Your objective: Duplicate the PAR-2 polarity scoring text word for word.

Extracted text:
Polarity was examined using mCh::PAR-2; GFP::tubulin expressing strains. The P1 cell inherits PAR-2 around the entire periphery; as the cell cycle proceeds, the PAR-2 signal is greatly reduced on the anterior side of the cell including the AB-P1 cell contact and thus PAR-2 is present in a posterior domain (Rose and Gonczy 2014; Koch and Rose 2023); embryos were scored as normal if a PAR-2 posterior domain was present by metaphase. Embryos in which PAR-2 was inherited abnormally from the first division (e.g. laterally in both AB and P1) were excluded from analysis, as the P1 cell would not be fated normally; this was observed in 1/11 control embryos. For the P2 cell, a “normal” PAR-2 domain was restricted to the ventral half to three-quarters of the cell; that is, PAR-2 disappeared from at least the dorsal half of the ABp contact and the dorsal-most aspect of the outer posterior membrane of P2, and this occurred before P2 NEB (Arata et al. 2010). “Abnormal” P2PAR-2 domains observed in both controls and ced-10 embryos included uniform presence of mCh::PAR-2 on the entire surface of P2 and the absence of mCh::PAR-2 from the posterior cell surface only. P2 nuclear–centrosome orientation in PAR-2 strains was scored as above, but we noted more variability in the time of P2 centrosome cueing in this strain, with some control embryos cueing as late as EMS NEB + 160 s; ced-10 embryos were scored as normal if they exhibited cueing within this time range.

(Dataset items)
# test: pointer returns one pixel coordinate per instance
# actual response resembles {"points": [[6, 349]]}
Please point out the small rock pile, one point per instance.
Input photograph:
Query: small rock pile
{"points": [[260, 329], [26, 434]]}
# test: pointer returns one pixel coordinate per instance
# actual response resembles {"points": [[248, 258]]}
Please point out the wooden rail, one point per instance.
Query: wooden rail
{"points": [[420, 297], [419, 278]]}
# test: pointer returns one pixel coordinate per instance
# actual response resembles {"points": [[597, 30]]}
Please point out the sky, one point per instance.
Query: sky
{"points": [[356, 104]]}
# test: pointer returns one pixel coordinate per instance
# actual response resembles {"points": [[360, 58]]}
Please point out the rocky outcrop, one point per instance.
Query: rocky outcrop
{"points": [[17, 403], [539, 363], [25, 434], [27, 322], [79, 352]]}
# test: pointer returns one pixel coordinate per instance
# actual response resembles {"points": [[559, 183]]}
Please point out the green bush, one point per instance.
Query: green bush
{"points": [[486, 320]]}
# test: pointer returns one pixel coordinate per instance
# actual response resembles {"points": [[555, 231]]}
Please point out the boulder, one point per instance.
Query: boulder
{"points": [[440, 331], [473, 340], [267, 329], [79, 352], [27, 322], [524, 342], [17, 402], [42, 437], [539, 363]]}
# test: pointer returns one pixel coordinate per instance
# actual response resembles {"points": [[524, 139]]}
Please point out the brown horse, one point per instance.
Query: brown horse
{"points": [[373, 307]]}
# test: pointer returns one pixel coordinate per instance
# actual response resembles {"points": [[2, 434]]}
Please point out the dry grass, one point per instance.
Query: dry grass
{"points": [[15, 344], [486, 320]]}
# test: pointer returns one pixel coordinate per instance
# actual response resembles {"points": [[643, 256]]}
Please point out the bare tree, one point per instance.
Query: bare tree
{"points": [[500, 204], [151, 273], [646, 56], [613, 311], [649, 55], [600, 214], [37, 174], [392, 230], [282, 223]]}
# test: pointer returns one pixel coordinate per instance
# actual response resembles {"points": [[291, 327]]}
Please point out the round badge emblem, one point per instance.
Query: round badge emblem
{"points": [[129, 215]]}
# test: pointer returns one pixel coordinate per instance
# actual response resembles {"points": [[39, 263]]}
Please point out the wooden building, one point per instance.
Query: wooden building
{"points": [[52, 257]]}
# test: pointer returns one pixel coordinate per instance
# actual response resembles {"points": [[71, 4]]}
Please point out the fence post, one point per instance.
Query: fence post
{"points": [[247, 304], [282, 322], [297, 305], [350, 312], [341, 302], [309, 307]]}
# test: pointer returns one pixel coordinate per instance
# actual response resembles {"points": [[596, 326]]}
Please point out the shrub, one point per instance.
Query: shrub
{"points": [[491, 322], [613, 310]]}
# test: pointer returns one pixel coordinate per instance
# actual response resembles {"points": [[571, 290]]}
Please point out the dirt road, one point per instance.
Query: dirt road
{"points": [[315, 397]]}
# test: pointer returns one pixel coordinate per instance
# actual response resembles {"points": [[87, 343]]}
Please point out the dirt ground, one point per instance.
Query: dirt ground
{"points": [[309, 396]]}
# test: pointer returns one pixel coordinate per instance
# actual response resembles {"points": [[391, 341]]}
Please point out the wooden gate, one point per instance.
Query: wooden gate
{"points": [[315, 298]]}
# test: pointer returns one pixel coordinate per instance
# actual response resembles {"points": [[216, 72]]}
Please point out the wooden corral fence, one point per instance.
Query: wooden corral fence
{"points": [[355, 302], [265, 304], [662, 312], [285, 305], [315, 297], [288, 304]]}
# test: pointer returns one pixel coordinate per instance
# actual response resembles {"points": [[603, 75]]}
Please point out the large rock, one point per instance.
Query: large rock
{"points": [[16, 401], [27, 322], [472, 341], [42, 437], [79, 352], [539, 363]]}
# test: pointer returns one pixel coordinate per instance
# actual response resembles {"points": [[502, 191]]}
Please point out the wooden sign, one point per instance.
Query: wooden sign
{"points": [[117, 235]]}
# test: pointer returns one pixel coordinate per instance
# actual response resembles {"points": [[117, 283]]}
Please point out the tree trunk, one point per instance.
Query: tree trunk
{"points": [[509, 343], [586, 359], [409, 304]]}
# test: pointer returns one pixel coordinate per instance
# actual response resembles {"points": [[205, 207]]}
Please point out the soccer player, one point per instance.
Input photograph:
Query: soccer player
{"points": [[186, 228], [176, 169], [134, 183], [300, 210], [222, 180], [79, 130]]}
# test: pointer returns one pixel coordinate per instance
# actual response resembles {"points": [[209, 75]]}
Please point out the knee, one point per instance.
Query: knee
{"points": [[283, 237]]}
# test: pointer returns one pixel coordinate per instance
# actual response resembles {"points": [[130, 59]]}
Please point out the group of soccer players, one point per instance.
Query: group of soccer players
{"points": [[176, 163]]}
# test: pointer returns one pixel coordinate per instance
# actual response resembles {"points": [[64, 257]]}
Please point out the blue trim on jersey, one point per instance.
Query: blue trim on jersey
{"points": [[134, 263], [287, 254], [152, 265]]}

Problem solution:
Polarity was examined using mCh::PAR-2; GFP::tubulin expressing strains. The P1 cell inherits PAR-2 around the entire periphery; as the cell cycle proceeds, the PAR-2 signal is greatly reduced on the anterior side of the cell including the AB-P1 cell contact and thus PAR-2 is present in a posterior domain (Rose and Gonczy 2014; Koch and Rose 2023); embryos were scored as normal if a PAR-2 posterior domain was present by metaphase. Embryos in which PAR-2 was inherited abnormally from the first division (e.g. laterally in both AB and P1) were excluded from analysis, as the P1 cell would not be fated normally; this was observed in 1/11 control embryos. For the P2 cell, a “normal” PAR-2 domain was restricted to the ventral half to three-quarters of the cell; that is, PAR-2 disappeared from at least the dorsal half of the ABp contact and the dorsal-most aspect of the outer posterior membrane of P2, and this occurred before P2 NEB (Arata et al. 2010). “Abnormal” P2PAR-2 domains observed in both controls and ced-10 embryos included uniform presence of mCh::PAR-2 on the entire surface of P2 and the absence of mCh::PAR-2 from the posterior cell surface only. P2 nuclear–centrosome orientation in PAR-2 strains was scored as above, but we noted more variability in the time of P2 centrosome cueing in this strain, with some control embryos cueing as late as EMS NEB + 160 s; ced-10 embryos were scored as normal if they exhibited cueing within this time range.